┌─ Recorded information

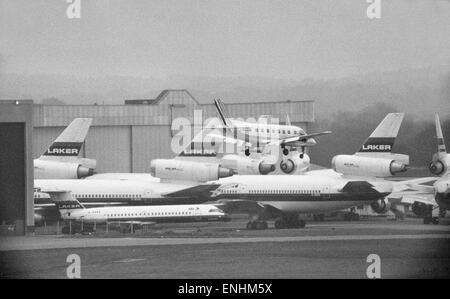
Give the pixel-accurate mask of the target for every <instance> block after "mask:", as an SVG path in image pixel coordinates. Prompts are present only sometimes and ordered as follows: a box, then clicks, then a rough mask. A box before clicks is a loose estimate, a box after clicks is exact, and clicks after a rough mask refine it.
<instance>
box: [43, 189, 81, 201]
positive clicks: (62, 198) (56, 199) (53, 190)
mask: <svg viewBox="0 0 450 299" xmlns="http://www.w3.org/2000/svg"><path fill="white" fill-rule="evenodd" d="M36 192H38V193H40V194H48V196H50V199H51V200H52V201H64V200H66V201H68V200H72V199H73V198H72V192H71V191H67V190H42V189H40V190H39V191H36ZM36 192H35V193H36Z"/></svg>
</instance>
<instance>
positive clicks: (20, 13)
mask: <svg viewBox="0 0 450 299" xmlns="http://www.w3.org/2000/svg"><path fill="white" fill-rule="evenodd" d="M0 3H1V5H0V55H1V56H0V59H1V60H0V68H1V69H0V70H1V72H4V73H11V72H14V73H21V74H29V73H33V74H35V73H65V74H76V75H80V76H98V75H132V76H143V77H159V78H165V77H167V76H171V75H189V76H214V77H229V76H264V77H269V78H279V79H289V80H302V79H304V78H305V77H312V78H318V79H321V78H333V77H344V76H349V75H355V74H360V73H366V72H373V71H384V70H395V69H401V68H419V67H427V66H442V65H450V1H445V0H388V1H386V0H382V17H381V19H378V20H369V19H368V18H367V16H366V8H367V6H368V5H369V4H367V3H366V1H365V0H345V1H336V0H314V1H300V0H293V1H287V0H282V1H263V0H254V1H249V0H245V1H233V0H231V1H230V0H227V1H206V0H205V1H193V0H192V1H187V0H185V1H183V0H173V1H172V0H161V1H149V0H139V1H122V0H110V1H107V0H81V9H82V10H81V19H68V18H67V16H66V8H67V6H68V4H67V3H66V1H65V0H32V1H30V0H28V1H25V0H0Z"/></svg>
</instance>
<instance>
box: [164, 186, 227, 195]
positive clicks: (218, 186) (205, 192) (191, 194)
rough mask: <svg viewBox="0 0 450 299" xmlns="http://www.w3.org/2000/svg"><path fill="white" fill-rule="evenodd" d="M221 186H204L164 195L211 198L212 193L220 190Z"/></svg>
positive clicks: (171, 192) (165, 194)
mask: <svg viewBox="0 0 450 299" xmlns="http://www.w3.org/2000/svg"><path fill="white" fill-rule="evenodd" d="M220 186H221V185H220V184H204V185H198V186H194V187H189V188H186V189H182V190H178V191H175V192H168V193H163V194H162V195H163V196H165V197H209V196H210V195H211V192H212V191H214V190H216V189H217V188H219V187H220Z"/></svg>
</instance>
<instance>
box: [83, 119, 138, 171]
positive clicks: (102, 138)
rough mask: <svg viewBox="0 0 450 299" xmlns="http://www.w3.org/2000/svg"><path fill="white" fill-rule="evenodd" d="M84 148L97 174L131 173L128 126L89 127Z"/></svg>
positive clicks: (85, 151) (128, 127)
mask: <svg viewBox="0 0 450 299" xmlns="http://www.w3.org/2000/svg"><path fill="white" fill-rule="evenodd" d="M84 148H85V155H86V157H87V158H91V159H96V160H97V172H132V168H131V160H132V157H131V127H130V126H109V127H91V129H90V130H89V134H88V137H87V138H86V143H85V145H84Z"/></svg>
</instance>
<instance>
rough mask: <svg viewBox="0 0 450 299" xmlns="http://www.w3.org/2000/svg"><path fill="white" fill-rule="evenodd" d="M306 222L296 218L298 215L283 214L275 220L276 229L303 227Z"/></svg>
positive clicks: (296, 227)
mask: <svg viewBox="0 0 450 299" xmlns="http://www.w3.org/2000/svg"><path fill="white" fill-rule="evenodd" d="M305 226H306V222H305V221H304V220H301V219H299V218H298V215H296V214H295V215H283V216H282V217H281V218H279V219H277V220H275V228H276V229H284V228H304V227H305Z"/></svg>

└─

What needs to be done » Count the lines of the entries above in which the string "rough" appears. Supply the number only.

Task response » 4